>> start
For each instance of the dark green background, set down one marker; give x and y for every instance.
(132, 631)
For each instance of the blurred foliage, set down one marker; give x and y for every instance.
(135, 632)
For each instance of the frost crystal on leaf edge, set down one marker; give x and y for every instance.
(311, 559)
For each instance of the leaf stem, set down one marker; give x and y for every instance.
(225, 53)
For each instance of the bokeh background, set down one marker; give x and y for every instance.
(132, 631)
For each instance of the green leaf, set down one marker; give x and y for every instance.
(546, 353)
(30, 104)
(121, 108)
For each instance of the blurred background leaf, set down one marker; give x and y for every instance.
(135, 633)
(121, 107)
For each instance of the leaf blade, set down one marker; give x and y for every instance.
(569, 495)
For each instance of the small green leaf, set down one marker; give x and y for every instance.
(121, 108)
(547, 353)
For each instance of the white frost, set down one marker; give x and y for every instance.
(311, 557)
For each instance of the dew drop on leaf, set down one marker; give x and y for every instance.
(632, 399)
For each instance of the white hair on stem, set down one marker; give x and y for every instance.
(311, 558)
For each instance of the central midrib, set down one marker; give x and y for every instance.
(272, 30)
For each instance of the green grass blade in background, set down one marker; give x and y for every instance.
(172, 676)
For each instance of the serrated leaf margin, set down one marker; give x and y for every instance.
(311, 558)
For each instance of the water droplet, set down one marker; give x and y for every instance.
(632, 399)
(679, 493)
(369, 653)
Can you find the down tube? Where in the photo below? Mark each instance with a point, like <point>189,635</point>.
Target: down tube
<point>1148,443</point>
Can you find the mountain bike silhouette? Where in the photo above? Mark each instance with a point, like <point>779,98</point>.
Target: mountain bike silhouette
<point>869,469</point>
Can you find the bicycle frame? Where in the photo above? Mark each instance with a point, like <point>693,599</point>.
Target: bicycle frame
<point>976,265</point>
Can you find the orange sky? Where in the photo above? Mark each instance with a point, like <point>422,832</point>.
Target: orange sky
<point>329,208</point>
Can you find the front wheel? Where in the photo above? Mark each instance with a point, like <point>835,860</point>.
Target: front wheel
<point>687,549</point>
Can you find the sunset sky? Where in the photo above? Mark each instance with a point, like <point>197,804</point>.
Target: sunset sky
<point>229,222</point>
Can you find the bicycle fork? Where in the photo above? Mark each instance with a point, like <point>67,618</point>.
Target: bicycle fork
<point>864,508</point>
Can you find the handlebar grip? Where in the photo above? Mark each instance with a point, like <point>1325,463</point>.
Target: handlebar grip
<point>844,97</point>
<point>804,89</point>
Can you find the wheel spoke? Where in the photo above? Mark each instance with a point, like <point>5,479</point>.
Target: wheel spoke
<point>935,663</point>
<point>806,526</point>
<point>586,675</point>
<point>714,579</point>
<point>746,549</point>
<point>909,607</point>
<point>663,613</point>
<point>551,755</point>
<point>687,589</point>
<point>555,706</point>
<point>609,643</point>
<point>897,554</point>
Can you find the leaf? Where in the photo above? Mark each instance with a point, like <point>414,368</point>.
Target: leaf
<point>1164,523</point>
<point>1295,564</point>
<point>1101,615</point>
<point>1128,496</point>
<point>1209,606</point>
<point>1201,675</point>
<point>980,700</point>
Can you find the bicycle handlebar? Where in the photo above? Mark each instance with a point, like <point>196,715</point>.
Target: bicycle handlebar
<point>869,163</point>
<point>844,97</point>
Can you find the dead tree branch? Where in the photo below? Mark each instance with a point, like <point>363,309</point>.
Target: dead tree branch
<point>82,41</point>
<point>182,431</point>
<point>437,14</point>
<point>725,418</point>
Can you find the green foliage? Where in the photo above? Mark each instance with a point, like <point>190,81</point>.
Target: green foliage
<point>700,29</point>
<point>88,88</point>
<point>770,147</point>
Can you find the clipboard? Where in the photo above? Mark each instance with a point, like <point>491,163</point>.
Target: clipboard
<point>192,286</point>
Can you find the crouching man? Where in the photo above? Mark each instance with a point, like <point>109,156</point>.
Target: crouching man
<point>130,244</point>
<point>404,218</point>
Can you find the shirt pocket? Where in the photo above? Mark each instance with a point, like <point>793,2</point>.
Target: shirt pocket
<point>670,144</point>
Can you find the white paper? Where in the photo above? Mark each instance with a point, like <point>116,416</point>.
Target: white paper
>> end
Hand back the material above in full, exactly as written.

For each instance of the dark green background, set down one marker; give x and y for every instance.
(132, 631)
For each instance of the blurred foliage, set down one marker; give x and y for every instance.
(135, 632)
For each instance of the frost crystal on leaf edge, set down one marker; give x and y for every instance.
(311, 559)
For each instance of the leaf stem, set down one marker; give x and y for every instance.
(225, 53)
For each instance of the bokeh background, set down one marker; give x and y for every instance.
(132, 631)
For each instance of the green leaf, set down one marker; give x and y for every instance.
(546, 353)
(30, 104)
(121, 108)
For each instance of the blurred background leaf, set down one marker; give x and y for every instance.
(135, 633)
(121, 107)
For each instance of the leaf blade, set down one marker; give x and y for every instance.
(569, 495)
For each instance of the small green leaf, set down one marker; give x and y for every instance.
(121, 108)
(547, 353)
For each instance of the white frost, set down one marker; give x and y for every instance.
(311, 557)
For each instance of the dew drop on leaf, set down one marker; give x and y for every instance.
(632, 399)
For each instance of the white hair on stem, set down one marker; give x and y for every instance.
(311, 558)
For each instance of the central midrib, set down one marker; give x and y for every instance.
(272, 30)
For each instance of the green grass blade in background, set down one marker; give x and y for every instance.
(172, 676)
For each instance of the serrated leaf margin, set down one marker; give x and y for every instance.
(311, 558)
For each instance of the water droplet, set down one marker; give x and y for every instance.
(632, 399)
(679, 493)
(369, 653)
Can you find the down tube? Where in the photo below? Mark each instance with a point, like <point>189,635</point>.
Target: down tube
<point>1148,443</point>
Can you find the mountain bike silhouette? Where in the photo above? Mark each instance with a point, like <point>779,98</point>.
Target: mountain bike silhouette
<point>869,469</point>
Can you find the bicycle frame? Where in the photo above? Mark each instance with a point, like <point>693,599</point>.
Target: bicycle frame
<point>976,265</point>
Can you find the orange sky? Where in the photo above? Mark each instance with a point, like <point>422,832</point>.
Target: orange sky
<point>329,208</point>
Can you find the front wheel? Where in the photo above? Mark each instance with a point, like <point>835,860</point>.
Target: front wheel
<point>687,549</point>
Can you find the sunset sky? Where in the photo above? Mark each instance with a point, like <point>197,804</point>.
Target: sunset sky
<point>229,222</point>
Can you find the bicycle fork? Where in the photo above? Mark each instance with a point, like <point>67,618</point>.
Target: bicycle fork
<point>864,508</point>
Can you find the handlebar grip? Where in the photo above? Mark each instance with a point, like <point>1325,463</point>.
Target: handlebar grip
<point>844,97</point>
<point>804,89</point>
Can you find the wheel spoke? Where in the photo above? Mark each instance with a point, like <point>5,479</point>.
Target: wheel spoke
<point>935,663</point>
<point>806,526</point>
<point>586,675</point>
<point>714,579</point>
<point>746,549</point>
<point>909,607</point>
<point>663,613</point>
<point>551,755</point>
<point>687,589</point>
<point>555,706</point>
<point>609,643</point>
<point>897,554</point>
Can you find the leaf? Where in the photo above? Mark each instance with a point, like <point>414,368</point>.
Target: leaf
<point>1164,523</point>
<point>1295,564</point>
<point>1101,615</point>
<point>1128,496</point>
<point>1209,606</point>
<point>1201,675</point>
<point>980,700</point>
Can you find the bicycle handlebar? Where in the photo above? Mark each instance with a point, like <point>196,715</point>.
Target: bicycle handlebar
<point>869,163</point>
<point>844,97</point>
Can you find the dead tree branch? Where in the photo below? Mark each instance with a point, like <point>363,309</point>.
Target: dead tree branch
<point>82,41</point>
<point>182,431</point>
<point>437,14</point>
<point>725,418</point>
Can you find the green foliage? Where in the photo above? Mark each instance with a point, like <point>190,81</point>.
Target: green foliage
<point>700,29</point>
<point>88,88</point>
<point>770,147</point>
Can you find the clipboard? Where in the photo above? Mark each instance with a point, like <point>491,163</point>.
Target: clipboard
<point>192,286</point>
Can you find the crouching man? Where in the photo above? Mark each instance with a point, like <point>109,156</point>.
Target: crouching man
<point>130,244</point>
<point>404,218</point>
Can you find the shirt pocket? Where in the photo above? Mark each instance with a point, like <point>793,2</point>.
Target: shirt pocket
<point>670,144</point>
Can you find the white paper? Where in the photo above? Mark each instance with a point, like <point>116,416</point>.
Target: white paper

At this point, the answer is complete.